** WORK TO COMPLETE **
A word-for-word copy of the line containing "Indicate each instance of the medal" and every following line to the end of the data below is all the answer should hold.

==========

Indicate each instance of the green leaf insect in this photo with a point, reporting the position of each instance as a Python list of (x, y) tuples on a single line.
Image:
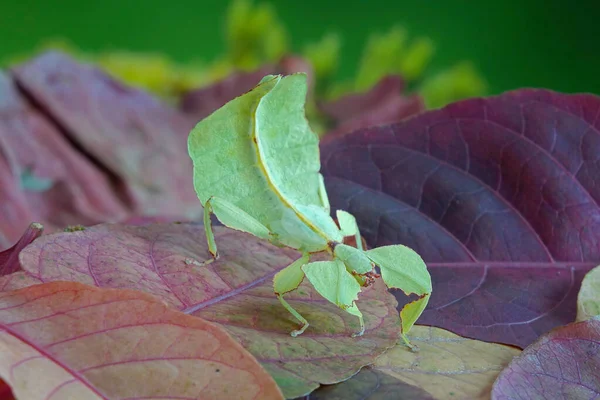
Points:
[(256, 167)]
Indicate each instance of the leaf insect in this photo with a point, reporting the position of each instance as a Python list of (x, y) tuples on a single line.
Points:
[(256, 167)]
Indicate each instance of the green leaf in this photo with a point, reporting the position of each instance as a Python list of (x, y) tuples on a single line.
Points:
[(588, 299), (259, 153), (356, 260), (402, 268), (381, 56), (459, 82), (417, 58), (349, 227), (289, 278), (333, 282)]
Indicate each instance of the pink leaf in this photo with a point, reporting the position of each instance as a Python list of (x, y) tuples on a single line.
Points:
[(563, 364), (9, 259), (236, 292), (382, 104), (68, 340), (500, 197), (139, 142), (42, 176)]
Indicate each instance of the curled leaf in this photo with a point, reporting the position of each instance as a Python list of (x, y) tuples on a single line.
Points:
[(563, 364), (9, 259), (166, 260), (446, 365)]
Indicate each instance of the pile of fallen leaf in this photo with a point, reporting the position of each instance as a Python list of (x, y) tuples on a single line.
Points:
[(499, 196)]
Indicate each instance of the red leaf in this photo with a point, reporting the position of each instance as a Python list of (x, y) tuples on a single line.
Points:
[(68, 340), (236, 292), (382, 104), (202, 102), (370, 384), (563, 364), (140, 142), (42, 176), (498, 195), (9, 259)]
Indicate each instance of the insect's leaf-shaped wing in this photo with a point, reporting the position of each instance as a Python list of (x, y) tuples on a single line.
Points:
[(354, 258), (402, 268), (227, 165), (290, 153)]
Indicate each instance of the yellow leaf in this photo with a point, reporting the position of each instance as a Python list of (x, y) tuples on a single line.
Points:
[(447, 366)]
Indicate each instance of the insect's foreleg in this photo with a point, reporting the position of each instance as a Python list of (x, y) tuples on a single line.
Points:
[(287, 280), (210, 236)]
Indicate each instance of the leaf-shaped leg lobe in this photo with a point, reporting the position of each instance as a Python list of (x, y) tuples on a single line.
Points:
[(336, 284), (233, 217), (402, 268), (349, 226), (287, 280)]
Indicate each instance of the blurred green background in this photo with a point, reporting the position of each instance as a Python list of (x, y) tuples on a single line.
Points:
[(528, 43)]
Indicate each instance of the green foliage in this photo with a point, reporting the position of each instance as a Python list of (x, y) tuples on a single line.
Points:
[(324, 57), (256, 167), (459, 82), (254, 35)]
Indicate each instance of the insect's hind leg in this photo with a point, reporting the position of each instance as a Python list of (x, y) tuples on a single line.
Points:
[(210, 236), (287, 280), (296, 314)]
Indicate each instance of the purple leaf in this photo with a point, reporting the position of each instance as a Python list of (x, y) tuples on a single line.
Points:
[(498, 195), (563, 364), (382, 104), (138, 141)]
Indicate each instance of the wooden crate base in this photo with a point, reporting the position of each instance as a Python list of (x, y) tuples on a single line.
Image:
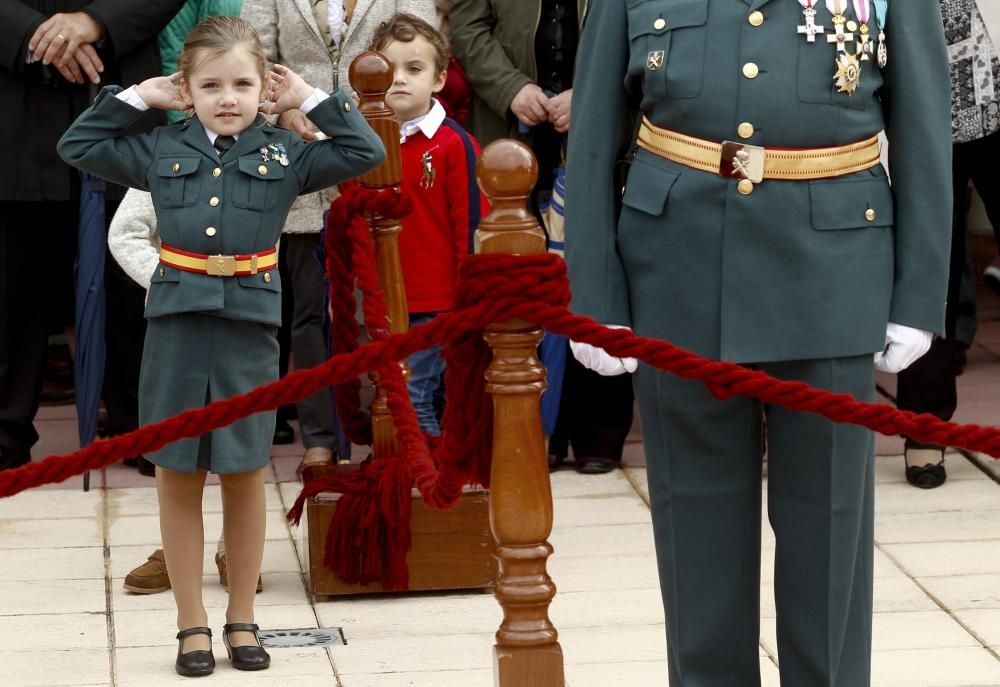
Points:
[(452, 549)]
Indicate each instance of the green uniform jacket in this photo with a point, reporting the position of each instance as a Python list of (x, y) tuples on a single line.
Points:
[(793, 270), (494, 41), (184, 173)]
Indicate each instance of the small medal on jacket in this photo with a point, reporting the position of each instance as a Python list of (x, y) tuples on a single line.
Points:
[(881, 15), (862, 8), (840, 37), (810, 28), (428, 172)]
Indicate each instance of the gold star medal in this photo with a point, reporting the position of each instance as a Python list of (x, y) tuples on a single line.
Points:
[(848, 74)]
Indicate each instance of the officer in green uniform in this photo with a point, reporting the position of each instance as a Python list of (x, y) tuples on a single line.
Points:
[(757, 226)]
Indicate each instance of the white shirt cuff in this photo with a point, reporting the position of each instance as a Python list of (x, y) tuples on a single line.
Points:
[(132, 97), (312, 101)]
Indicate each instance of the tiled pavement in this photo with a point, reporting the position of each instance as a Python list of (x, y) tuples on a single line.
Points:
[(65, 620)]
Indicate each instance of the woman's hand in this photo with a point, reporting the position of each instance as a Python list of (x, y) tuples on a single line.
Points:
[(164, 93), (287, 91)]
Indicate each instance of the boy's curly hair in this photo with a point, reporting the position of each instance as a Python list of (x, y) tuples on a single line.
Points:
[(405, 27)]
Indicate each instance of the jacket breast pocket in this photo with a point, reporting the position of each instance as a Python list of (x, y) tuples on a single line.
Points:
[(857, 202), (647, 187), (669, 39), (177, 184), (258, 184)]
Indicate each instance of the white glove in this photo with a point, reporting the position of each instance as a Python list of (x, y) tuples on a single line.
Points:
[(598, 360), (903, 346)]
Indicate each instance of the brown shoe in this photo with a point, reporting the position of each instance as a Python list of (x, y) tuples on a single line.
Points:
[(314, 457), (150, 577), (220, 563)]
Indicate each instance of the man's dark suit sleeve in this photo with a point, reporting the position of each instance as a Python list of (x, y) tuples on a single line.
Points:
[(129, 24), (17, 25)]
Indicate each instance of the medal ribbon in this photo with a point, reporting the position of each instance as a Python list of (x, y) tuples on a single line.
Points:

==========

** EXERCISE SOLUTION **
Indicate each instance of the medal ribbon in this photo with a point, reporting the position of each instance as a Python list of (x, y) tuples on a single line.
Points:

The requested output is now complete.